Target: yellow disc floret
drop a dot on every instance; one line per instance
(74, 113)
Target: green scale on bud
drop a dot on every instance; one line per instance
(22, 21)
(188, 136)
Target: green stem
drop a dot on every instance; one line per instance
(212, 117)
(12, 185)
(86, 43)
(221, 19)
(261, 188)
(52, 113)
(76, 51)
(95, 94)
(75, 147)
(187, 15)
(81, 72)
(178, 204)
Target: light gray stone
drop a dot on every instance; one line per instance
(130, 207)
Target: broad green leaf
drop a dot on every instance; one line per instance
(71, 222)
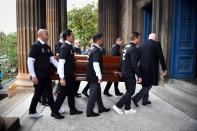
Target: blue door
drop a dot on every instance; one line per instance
(184, 39)
(147, 21)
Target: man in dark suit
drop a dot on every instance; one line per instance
(39, 60)
(150, 56)
(116, 51)
(59, 44)
(66, 70)
(77, 51)
(57, 52)
(129, 68)
(94, 77)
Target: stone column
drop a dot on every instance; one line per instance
(28, 22)
(126, 26)
(156, 15)
(56, 13)
(109, 22)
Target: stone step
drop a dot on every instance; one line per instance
(178, 98)
(185, 86)
(11, 123)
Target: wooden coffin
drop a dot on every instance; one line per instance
(111, 66)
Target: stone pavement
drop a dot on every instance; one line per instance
(159, 116)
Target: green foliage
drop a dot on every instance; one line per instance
(8, 48)
(83, 22)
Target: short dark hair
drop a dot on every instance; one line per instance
(135, 35)
(97, 37)
(66, 33)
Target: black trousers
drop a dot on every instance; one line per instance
(143, 94)
(106, 90)
(77, 84)
(68, 90)
(126, 98)
(86, 87)
(95, 96)
(57, 90)
(43, 86)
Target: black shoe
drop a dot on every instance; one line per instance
(85, 93)
(146, 103)
(57, 116)
(93, 114)
(135, 103)
(118, 93)
(78, 95)
(107, 94)
(104, 110)
(45, 103)
(75, 112)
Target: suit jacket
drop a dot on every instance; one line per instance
(150, 56)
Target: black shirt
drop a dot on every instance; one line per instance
(94, 56)
(57, 47)
(130, 59)
(77, 50)
(67, 53)
(41, 53)
(115, 50)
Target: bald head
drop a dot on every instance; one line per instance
(153, 36)
(119, 41)
(43, 34)
(77, 43)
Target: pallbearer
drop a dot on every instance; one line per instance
(39, 60)
(94, 77)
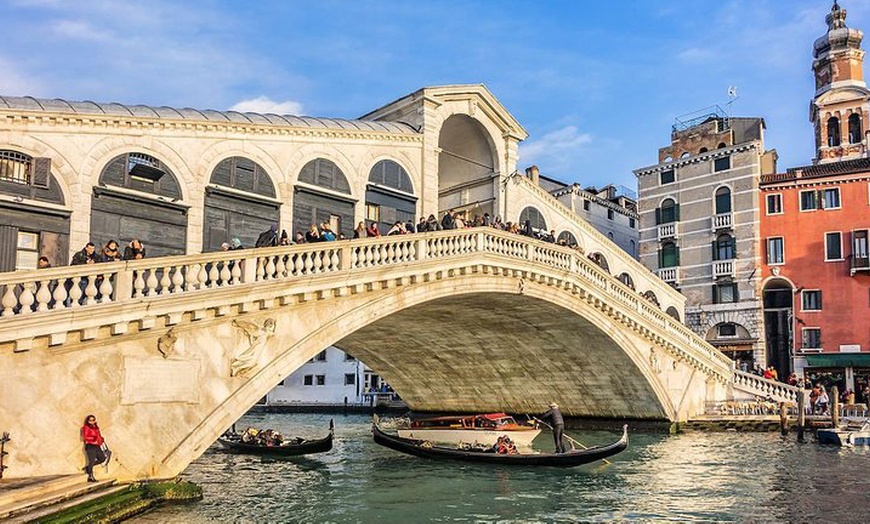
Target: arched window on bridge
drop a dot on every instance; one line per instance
(322, 194)
(626, 279)
(390, 195)
(240, 201)
(29, 230)
(566, 238)
(668, 212)
(138, 196)
(649, 295)
(534, 218)
(599, 259)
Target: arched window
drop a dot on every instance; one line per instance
(599, 259)
(724, 247)
(389, 195)
(723, 200)
(669, 212)
(534, 217)
(854, 128)
(669, 255)
(566, 238)
(833, 131)
(243, 174)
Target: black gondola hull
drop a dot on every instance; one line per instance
(562, 460)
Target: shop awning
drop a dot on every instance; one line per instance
(839, 360)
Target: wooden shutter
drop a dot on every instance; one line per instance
(8, 247)
(41, 174)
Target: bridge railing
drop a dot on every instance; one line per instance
(39, 292)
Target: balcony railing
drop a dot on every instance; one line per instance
(669, 274)
(722, 221)
(668, 230)
(723, 268)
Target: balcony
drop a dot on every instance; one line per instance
(669, 274)
(723, 268)
(668, 230)
(722, 221)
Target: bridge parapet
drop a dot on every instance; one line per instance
(53, 302)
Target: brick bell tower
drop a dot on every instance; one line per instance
(839, 111)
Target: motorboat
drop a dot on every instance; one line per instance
(852, 434)
(298, 446)
(426, 449)
(468, 429)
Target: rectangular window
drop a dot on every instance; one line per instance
(808, 200)
(833, 246)
(831, 198)
(774, 204)
(811, 300)
(727, 330)
(775, 251)
(812, 338)
(724, 293)
(27, 252)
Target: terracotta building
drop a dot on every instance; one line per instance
(814, 225)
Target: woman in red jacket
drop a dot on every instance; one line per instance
(93, 445)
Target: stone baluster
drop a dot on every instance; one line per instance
(75, 292)
(9, 300)
(43, 296)
(106, 289)
(90, 290)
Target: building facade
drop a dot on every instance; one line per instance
(815, 227)
(699, 226)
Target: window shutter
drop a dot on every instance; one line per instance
(41, 173)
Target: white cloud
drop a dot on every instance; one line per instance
(556, 149)
(264, 104)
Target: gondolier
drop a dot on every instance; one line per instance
(554, 417)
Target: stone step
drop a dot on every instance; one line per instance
(45, 491)
(35, 514)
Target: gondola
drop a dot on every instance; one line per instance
(422, 448)
(298, 446)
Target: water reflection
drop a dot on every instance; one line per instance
(716, 477)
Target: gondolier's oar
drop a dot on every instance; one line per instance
(571, 440)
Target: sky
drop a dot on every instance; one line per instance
(597, 85)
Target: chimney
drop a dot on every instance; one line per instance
(534, 174)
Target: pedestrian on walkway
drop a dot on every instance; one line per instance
(93, 440)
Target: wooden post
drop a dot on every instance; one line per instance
(783, 419)
(802, 418)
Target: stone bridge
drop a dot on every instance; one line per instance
(169, 352)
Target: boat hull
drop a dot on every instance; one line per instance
(563, 460)
(487, 437)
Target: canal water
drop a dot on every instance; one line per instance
(693, 477)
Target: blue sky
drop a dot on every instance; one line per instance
(596, 84)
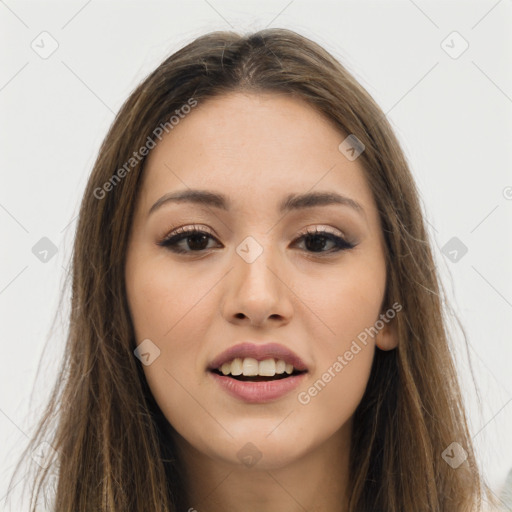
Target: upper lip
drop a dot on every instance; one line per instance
(258, 352)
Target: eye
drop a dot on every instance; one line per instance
(197, 241)
(316, 240)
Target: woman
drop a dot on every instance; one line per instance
(256, 319)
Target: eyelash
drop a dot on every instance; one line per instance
(170, 242)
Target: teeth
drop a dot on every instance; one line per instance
(280, 366)
(250, 367)
(267, 368)
(237, 366)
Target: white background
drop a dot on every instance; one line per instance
(453, 117)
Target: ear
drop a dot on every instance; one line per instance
(386, 338)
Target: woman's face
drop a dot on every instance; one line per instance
(254, 276)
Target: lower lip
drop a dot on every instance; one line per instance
(258, 392)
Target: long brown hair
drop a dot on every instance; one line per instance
(113, 448)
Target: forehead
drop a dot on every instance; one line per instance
(255, 148)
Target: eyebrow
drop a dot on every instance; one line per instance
(289, 203)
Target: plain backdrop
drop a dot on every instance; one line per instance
(441, 71)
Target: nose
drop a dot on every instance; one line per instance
(257, 293)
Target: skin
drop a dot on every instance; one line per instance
(256, 149)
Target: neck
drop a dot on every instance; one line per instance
(317, 482)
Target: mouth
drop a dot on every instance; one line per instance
(249, 369)
(258, 373)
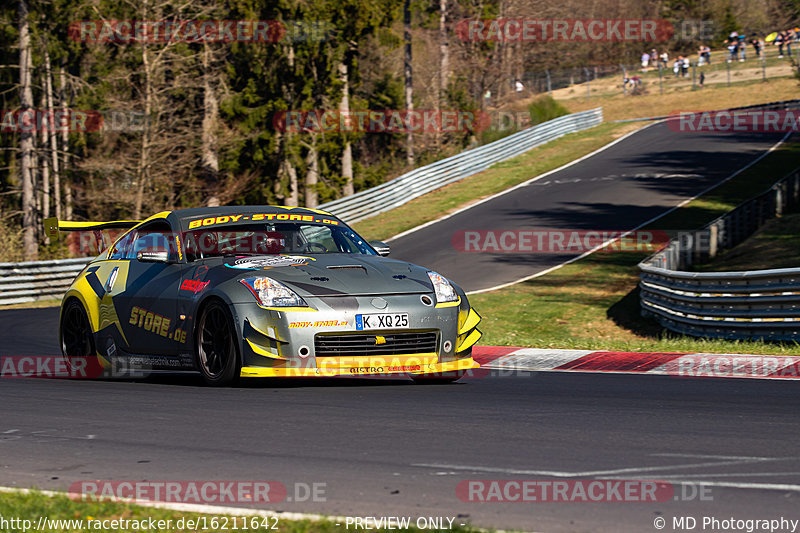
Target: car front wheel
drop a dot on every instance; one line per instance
(217, 353)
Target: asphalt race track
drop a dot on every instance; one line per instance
(391, 448)
(620, 188)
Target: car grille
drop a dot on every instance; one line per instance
(367, 344)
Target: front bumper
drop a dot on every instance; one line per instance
(283, 343)
(369, 366)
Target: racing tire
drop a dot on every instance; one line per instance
(77, 340)
(217, 352)
(439, 379)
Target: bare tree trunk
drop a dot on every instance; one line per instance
(210, 158)
(53, 138)
(62, 82)
(347, 153)
(30, 247)
(444, 52)
(312, 174)
(408, 79)
(142, 172)
(44, 207)
(288, 170)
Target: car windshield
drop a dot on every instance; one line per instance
(273, 238)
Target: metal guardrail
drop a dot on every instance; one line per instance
(37, 280)
(758, 304)
(425, 179)
(40, 280)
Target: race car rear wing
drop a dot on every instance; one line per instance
(53, 226)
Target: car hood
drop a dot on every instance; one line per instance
(333, 274)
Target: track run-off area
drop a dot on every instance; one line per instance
(724, 447)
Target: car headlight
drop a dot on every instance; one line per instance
(443, 289)
(271, 293)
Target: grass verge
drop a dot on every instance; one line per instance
(498, 178)
(90, 516)
(594, 303)
(775, 245)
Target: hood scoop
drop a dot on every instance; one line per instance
(347, 267)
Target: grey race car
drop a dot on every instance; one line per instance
(262, 291)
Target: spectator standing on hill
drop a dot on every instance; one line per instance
(705, 53)
(742, 44)
(732, 49)
(756, 42)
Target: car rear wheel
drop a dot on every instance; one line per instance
(217, 353)
(77, 340)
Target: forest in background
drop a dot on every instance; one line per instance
(194, 123)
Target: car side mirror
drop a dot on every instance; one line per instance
(153, 257)
(381, 247)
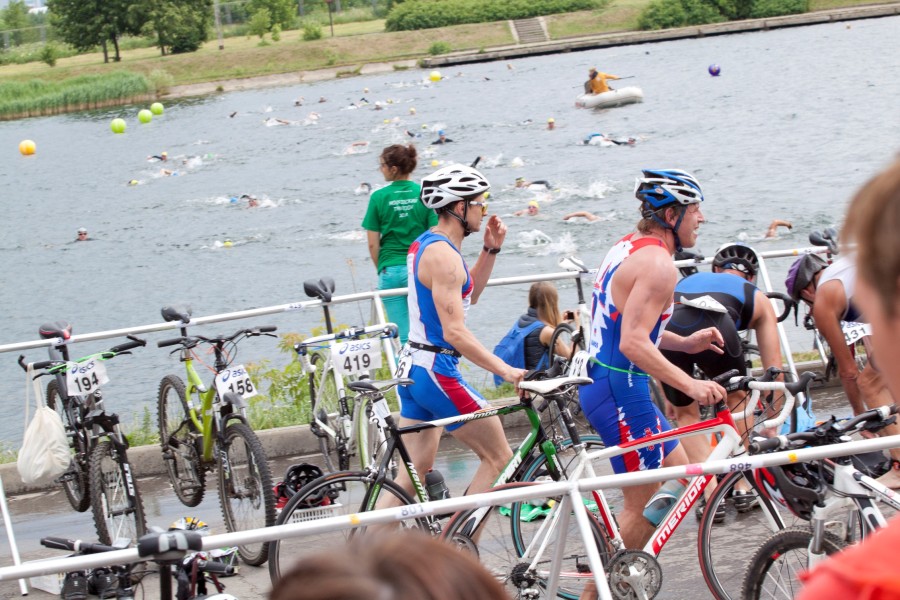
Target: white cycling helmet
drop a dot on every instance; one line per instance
(451, 184)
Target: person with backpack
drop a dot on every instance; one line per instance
(527, 344)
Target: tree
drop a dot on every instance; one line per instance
(281, 12)
(86, 24)
(178, 25)
(15, 18)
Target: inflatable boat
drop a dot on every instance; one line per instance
(611, 98)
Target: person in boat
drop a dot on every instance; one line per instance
(772, 231)
(442, 138)
(521, 182)
(533, 209)
(596, 83)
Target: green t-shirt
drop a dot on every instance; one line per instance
(396, 213)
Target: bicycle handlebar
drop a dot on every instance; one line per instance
(191, 341)
(76, 545)
(383, 330)
(825, 433)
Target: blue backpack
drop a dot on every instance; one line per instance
(511, 349)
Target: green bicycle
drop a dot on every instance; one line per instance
(203, 428)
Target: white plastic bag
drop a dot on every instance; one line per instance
(45, 449)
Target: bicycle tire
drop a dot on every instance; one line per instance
(179, 441)
(325, 404)
(117, 514)
(501, 543)
(371, 441)
(773, 570)
(348, 492)
(724, 547)
(74, 480)
(246, 495)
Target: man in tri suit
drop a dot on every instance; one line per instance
(632, 302)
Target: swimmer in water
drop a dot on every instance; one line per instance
(583, 214)
(533, 209)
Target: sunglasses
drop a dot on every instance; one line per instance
(483, 206)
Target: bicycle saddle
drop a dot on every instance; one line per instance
(169, 545)
(57, 329)
(177, 312)
(319, 288)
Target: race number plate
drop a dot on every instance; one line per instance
(355, 356)
(85, 378)
(854, 332)
(235, 379)
(578, 366)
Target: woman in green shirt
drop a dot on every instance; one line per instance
(394, 219)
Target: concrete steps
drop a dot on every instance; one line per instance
(529, 31)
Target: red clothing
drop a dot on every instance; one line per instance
(867, 571)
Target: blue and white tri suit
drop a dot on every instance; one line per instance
(439, 390)
(618, 403)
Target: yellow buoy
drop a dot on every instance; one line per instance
(26, 147)
(117, 125)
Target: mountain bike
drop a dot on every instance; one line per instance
(202, 428)
(519, 552)
(545, 452)
(168, 549)
(818, 492)
(343, 426)
(100, 475)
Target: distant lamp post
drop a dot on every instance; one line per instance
(330, 18)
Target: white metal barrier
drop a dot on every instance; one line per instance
(401, 513)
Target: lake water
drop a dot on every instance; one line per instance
(798, 119)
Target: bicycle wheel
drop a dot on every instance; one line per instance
(74, 480)
(773, 571)
(117, 513)
(723, 547)
(334, 494)
(326, 409)
(179, 441)
(245, 488)
(507, 540)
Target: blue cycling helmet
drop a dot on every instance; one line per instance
(662, 187)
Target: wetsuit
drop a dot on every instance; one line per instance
(618, 403)
(733, 292)
(439, 390)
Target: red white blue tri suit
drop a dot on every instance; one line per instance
(439, 390)
(618, 403)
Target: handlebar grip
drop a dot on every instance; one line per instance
(764, 445)
(214, 567)
(172, 342)
(127, 346)
(58, 543)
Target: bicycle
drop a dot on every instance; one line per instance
(543, 453)
(168, 549)
(518, 551)
(201, 428)
(343, 427)
(100, 475)
(817, 492)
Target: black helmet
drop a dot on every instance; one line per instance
(737, 256)
(796, 486)
(802, 272)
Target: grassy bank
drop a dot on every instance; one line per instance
(353, 45)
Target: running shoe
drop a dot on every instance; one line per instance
(744, 501)
(717, 518)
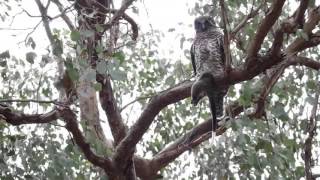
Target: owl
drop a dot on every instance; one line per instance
(208, 62)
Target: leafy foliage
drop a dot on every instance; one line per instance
(266, 148)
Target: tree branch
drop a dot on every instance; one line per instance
(299, 17)
(245, 20)
(226, 42)
(63, 14)
(266, 24)
(300, 43)
(126, 147)
(120, 12)
(311, 134)
(29, 100)
(198, 134)
(275, 75)
(72, 125)
(17, 118)
(111, 109)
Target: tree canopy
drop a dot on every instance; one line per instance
(93, 91)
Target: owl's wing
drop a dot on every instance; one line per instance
(193, 59)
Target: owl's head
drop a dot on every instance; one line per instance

^^^^^^^^^^^^^^^^

# What needs to be done:
What do the lines above say from the line containing "Target: grassy bank" through the last line? Quote them exactly, both ends included, and leave out the pictures.

# Reply to the task:
Target: grassy bank
drop a dot on every instance; one line per instance
(353, 45)
Target: running shoe
drop a dot on every instance; one line per instance
(744, 501)
(717, 518)
Target: owl
drop a dot on every instance; one line per instance
(208, 62)
Target: leafy foliage
drop a dot on every instance; one line per instance
(266, 148)
Target: tree branch
drop a dot on every instance; one line per instance
(299, 17)
(245, 20)
(226, 42)
(63, 14)
(266, 24)
(300, 43)
(126, 147)
(120, 12)
(311, 134)
(29, 100)
(198, 134)
(275, 75)
(72, 125)
(17, 118)
(111, 109)
Target: tree canopy
drop a dot on every instance; one line per instance
(93, 91)
Target: owl's wing
drop a dot on every instance; one line per instance
(193, 59)
Target: owl's head
drop a dot on every instance; one line per instance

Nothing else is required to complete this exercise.